• 과제 내용:
아래 항목에서 다음 단어가 들어 있는 줄만 걸러 내어 모두 옮겨 적으시오: "noun". 대소문자를 구별하여 판단하시오.

• 입력 자료:
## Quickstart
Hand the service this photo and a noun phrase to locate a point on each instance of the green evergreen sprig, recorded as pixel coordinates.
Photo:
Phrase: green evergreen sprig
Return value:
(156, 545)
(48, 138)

--

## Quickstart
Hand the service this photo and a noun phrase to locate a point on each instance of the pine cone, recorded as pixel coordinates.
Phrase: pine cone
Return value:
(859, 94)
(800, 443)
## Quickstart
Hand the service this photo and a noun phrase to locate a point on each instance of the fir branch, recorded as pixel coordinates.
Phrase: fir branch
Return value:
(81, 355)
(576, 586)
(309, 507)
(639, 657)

• 완성 답안:
Hand the service this photo and a noun phrase to locate a point on each instance of the green evergreen sprig, recorded as pixel coordinates.
Hand the service this photo and a noun phrase to locate a point on each instance of the pine cone, recorded as pixel coordinates.
Hand the service this photo and a noun phrase to locate a point on each instance of the fir branch, recorded as pixel coordinates.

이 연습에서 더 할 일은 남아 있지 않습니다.